▸ SUPPLIED MATERIAL:

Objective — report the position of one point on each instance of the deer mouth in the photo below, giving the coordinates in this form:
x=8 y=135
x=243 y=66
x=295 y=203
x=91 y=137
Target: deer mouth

▸ GIVEN EXERCISE:
Pick out every line of the data above that contains the word "mouth", and copy each one.

▸ WRITTEN REPLY:
Objective — report the position of one point on each instance of the deer mouth in the photo below, giving the coordinates in this form:
Target: deer mouth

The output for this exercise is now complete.